── TEXTO PROPORCIONADO

No. Lo que revelan los sucesos de Alsasua es que persiste el odio y existen relatos opuestos, dependiendo asimismo de las opuestas convicciones ideológicas de quienes se expresan en público. Y luego están, como de costumbre, los salomónicos que ni se mojan ni se manchan.

ETA ha sido derrotada, pero aún queda pendiente su derrota literaria, ¿verdad?

La derrota literaria es la del relato; por tanto, la del traslado de los hechos del pasado a testimonios históricos, visuales, literarios o de cualquier otro tipo. Me parece una tarea de primer orden, encaminada a impedir la supremacía de una versión que glorifique a los agresores y blanquee la historia de ETA.

¿Llegará Bildu a condenar a ETA y a pedir perdón a las víctimas del terrorismo?

Intuyo que nada de eso se va a producir. Convendría hacerse a la idea para no ilusionarse con expectativas irreales y llevarse después el correspondiente desengaño.

¿Es Patria una crónica de la vida en Euskadi en los años ochenta y noventa del pasado siglo?

No exactamente. Patria cuenta episodios de gentes vascas. La trama se extiende a lo largo de tres décadas. Predomina el paisaje cotidiano, pese a lo cual esta es una de mis novelas más viajeras. El lector está en su derecho de hacer las extrapolaciones que considere convenientes, siempre y cuando no pierda de vista que se enfrenta a una ficción novelesca.

¿Podríamos llamarlo periodismo de ficción aunque eso sea un oxímoron?

El apelativo me parece desacertado. Los hechos que se narran en mi novela y las circunstancias en que tales hechos ocurren guardan similitud con tantas y tantas historias que sucedieron en la realidad, pero Patria no es de ningún modo un documento histórico ni una narración informativa. Es otra cosa. Es sobre todo una indagación humana y una mirada narrativa sobre nuestra época.

Usted novela unos hechos terribles, pero que son hechos al fin y al cabo que retratan una sociedad amedrentada, sin libertad para elegir sus propios actos. ¿Es así?

────

▶ **ENUNCIADO 1**
Según el texto proporcionado, ¿a lo largo de cuántas décadas se extiende la trama de Patria?
▶ **ENUNCIADO 2**
Transcribe literalmente el fragmento del texto proporcionado que va desde "La derrota literaria" hasta "historia de ETA.".

── FILAS PROPORCIONADAS

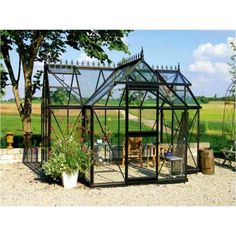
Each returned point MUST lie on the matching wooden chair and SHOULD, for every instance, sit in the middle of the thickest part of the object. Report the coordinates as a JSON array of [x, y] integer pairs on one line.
[[134, 149], [162, 150], [229, 154]]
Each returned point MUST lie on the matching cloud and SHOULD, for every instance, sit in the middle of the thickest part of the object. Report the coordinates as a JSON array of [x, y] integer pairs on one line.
[[209, 51], [211, 59], [209, 67], [83, 57], [125, 40]]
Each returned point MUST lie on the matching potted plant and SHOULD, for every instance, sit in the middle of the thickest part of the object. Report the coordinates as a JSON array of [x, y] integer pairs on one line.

────

▶ **RESPUESTA DESARROLLADA 1**
A lo largo de tres décadas.

▶ **RESPUESTA DESARROLLADA 2**
La derrota literaria es la del relato; por tanto, la del traslado de los hechos del pasado a testimonios históricos, visuales, literarios o de cualquier otro tipo. Me parece una tarea de primer orden, encaminada a impedir la supremacía de una versión que glorifique a los agresores y blanquee la historia de ETA.